TASK DETAILS:
Locate every line in the items below that contains the word "tree", and copy each of those lines in full.

RECORDS:
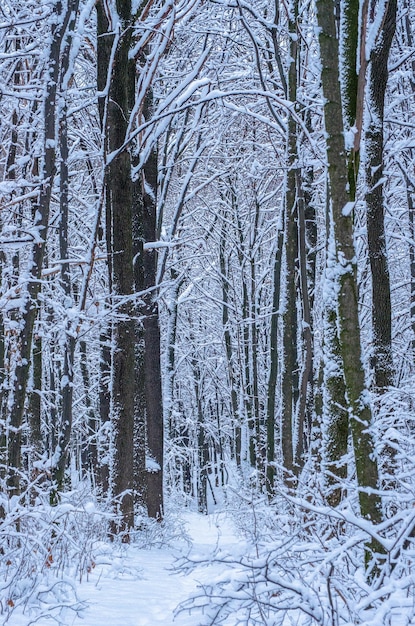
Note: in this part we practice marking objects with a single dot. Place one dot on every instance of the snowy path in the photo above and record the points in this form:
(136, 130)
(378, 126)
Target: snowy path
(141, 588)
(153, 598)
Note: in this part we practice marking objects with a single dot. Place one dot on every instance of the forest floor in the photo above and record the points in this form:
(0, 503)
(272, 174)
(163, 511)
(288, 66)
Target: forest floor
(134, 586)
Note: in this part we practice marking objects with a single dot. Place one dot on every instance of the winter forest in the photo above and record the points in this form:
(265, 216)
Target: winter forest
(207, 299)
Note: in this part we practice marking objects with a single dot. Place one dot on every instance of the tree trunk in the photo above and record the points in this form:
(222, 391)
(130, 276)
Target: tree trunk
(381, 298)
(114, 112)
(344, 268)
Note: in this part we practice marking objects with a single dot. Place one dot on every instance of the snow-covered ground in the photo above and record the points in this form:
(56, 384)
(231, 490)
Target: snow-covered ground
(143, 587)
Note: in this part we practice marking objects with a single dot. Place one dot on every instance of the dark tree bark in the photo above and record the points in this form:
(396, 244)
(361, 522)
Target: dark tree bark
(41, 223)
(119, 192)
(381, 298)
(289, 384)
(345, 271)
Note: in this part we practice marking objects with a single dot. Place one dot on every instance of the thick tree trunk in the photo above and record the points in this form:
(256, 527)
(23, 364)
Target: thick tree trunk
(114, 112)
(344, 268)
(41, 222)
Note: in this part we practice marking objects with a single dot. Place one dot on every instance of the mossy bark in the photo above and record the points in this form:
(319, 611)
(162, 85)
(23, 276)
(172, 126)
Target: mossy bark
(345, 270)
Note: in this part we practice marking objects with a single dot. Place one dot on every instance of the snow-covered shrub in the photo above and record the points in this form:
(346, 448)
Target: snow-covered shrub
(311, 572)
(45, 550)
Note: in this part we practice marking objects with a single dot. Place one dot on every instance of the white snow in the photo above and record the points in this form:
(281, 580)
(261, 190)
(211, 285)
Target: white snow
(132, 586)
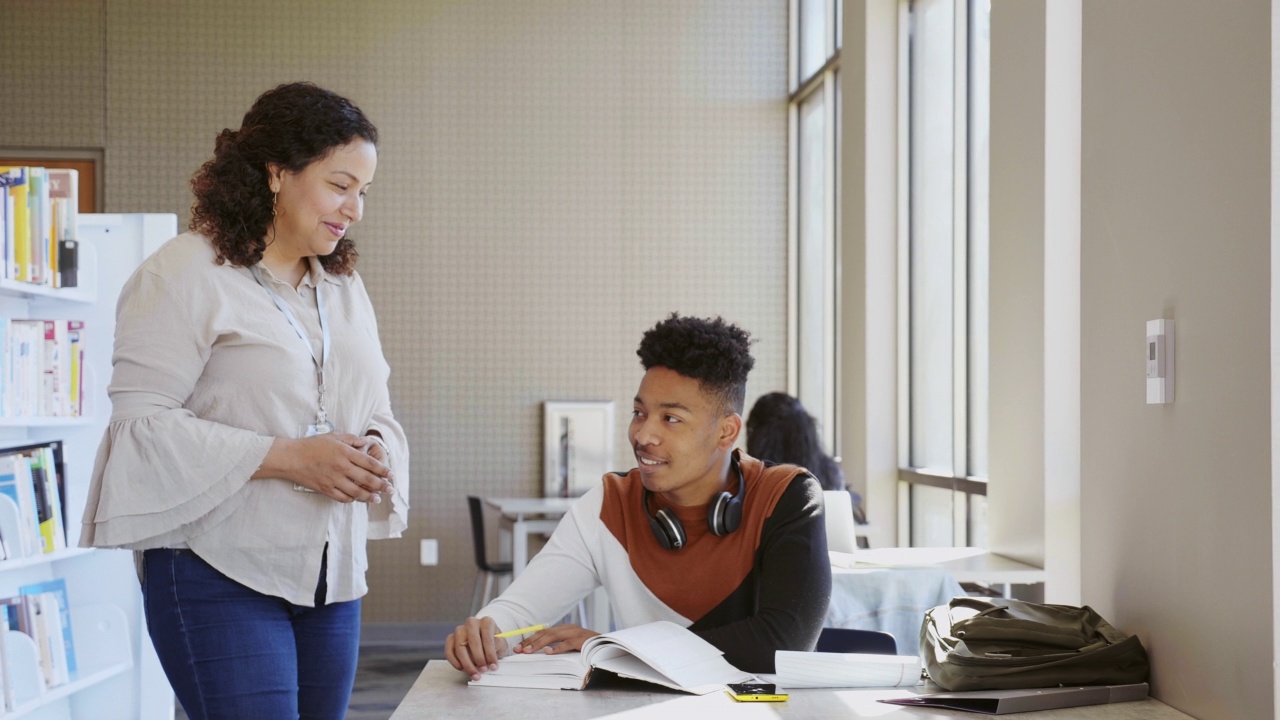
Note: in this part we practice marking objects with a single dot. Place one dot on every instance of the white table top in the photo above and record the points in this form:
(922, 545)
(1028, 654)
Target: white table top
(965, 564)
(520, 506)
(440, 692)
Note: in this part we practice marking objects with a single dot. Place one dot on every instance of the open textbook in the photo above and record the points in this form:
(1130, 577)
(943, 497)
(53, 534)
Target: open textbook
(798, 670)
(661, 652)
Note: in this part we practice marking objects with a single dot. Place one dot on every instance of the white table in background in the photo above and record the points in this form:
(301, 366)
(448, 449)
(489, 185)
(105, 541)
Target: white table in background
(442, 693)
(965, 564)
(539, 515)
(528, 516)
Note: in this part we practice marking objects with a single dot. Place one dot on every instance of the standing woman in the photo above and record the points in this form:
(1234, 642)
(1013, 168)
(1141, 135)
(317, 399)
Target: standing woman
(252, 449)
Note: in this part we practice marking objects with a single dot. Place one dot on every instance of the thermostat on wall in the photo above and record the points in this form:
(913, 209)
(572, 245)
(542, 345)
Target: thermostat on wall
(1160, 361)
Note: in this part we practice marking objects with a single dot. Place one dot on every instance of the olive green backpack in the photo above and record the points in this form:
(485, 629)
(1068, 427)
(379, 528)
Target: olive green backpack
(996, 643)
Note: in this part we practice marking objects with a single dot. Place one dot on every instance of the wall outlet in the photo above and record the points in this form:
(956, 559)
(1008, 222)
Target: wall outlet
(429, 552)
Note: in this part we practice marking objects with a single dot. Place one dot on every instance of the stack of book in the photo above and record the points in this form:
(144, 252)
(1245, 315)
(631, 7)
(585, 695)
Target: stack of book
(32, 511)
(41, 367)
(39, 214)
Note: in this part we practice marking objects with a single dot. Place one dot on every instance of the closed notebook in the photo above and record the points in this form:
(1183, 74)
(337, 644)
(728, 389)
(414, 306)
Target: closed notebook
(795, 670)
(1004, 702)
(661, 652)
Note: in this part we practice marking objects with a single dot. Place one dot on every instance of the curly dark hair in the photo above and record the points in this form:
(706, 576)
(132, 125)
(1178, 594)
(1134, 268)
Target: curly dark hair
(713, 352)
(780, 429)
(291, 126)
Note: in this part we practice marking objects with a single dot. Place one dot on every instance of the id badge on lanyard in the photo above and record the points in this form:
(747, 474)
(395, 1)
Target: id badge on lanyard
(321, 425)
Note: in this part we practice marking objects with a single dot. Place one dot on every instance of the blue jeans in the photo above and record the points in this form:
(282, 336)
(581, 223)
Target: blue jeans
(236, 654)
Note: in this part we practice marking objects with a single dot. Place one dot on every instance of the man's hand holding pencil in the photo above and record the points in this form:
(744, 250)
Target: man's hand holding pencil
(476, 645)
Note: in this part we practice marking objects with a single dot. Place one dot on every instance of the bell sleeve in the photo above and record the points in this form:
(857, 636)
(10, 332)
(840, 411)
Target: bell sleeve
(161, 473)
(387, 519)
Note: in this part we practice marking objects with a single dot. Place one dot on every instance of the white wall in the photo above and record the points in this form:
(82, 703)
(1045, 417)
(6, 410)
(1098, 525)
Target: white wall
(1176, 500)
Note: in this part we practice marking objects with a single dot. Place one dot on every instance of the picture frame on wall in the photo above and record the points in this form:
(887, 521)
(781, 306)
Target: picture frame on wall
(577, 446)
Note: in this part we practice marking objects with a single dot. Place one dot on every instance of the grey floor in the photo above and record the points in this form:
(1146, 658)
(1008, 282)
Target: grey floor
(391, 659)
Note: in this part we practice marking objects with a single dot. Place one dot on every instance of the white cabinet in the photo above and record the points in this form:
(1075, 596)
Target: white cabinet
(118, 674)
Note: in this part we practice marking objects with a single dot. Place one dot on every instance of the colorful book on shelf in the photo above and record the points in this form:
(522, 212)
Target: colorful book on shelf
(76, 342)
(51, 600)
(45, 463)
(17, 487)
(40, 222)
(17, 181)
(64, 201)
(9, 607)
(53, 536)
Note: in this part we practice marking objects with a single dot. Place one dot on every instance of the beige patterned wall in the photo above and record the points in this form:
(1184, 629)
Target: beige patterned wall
...
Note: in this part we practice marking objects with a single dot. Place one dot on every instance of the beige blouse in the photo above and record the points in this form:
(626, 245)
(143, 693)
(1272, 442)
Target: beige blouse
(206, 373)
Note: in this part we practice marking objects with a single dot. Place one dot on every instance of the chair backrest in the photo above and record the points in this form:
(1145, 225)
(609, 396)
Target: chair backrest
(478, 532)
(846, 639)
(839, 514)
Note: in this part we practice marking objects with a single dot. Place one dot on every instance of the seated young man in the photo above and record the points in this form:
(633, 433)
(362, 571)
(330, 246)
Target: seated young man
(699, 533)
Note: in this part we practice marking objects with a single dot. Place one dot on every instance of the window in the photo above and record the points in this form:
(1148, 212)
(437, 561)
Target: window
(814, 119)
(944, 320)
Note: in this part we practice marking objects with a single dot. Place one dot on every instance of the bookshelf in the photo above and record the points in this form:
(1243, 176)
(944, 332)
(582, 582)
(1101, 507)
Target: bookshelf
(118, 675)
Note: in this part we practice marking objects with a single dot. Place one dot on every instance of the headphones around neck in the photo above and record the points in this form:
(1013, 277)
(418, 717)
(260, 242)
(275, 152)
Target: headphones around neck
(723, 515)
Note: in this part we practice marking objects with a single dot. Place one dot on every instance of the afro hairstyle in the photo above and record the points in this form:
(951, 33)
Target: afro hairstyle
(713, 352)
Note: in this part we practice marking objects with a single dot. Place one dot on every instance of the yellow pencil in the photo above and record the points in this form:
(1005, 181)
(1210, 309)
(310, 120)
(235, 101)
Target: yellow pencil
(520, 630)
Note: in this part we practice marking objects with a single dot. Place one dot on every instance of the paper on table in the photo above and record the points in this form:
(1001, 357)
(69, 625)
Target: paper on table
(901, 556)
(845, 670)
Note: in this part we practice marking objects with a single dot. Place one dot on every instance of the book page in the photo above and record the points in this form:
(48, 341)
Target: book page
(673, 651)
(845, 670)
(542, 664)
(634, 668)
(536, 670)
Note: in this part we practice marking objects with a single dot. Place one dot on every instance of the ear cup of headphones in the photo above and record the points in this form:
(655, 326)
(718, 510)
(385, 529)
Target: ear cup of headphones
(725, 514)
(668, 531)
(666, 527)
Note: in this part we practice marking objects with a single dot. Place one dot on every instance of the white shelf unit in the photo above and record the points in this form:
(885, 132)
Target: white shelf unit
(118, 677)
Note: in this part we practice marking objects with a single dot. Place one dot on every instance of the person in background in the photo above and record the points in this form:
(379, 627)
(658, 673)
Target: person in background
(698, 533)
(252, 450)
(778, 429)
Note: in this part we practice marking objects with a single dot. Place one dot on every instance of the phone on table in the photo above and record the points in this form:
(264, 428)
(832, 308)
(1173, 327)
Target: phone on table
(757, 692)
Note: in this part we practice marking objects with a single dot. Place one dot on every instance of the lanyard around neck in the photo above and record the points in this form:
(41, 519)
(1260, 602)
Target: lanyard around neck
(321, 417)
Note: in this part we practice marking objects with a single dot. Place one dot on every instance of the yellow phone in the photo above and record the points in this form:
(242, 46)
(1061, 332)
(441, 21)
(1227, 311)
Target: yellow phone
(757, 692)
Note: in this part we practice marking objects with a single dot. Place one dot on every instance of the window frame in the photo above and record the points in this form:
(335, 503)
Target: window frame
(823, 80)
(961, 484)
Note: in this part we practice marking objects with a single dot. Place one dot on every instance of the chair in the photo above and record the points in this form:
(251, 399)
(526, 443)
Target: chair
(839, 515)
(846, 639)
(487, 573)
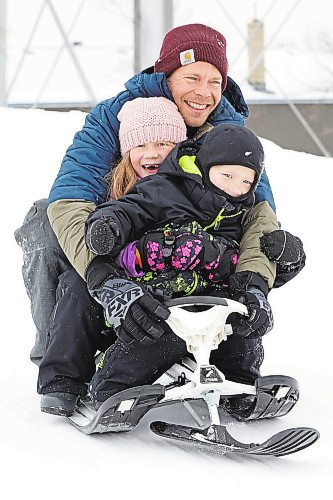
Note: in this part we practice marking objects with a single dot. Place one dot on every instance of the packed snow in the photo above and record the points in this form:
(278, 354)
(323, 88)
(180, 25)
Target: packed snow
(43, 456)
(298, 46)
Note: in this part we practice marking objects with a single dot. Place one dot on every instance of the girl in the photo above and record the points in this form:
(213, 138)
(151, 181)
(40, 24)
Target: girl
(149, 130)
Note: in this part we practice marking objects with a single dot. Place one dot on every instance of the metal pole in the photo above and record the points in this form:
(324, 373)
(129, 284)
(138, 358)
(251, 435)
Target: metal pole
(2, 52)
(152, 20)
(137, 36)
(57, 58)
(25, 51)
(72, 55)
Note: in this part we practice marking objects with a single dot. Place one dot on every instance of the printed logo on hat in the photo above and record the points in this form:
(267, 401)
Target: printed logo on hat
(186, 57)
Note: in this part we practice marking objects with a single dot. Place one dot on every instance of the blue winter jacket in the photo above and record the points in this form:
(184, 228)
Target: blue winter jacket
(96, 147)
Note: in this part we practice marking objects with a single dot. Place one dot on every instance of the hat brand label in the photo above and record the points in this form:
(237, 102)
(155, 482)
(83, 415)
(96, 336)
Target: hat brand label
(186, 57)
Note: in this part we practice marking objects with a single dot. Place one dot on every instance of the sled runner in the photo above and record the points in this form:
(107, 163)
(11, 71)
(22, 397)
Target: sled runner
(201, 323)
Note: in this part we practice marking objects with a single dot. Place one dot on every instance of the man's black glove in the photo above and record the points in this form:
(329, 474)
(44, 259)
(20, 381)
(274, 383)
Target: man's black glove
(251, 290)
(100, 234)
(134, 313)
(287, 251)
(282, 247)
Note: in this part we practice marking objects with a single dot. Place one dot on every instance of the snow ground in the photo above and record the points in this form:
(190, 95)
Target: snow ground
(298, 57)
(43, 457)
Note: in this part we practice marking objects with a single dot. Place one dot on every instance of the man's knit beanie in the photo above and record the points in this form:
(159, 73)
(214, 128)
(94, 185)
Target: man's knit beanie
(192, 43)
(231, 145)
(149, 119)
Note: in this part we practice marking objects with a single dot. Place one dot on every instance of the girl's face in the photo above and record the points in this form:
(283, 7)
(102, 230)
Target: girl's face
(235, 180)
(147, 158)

RESPONSE TO THIS EXERCISE:
Note: in this part we practice marking objects with a single dot. Place one dot on every instance of the tree trunk in the photo above and record the points in this form:
Target: tree trunk
Note: in this part we practice marking objects with a single dot. Place one dot on every instance of the dark tree bark in the photo above and record the points in this form:
Target: dark tree bark
Note: in this part we practice marking objects with a single dot. Place one dot on every instance of the thick tree trunk in the photo above and record the points in this form:
Target: thick tree trunk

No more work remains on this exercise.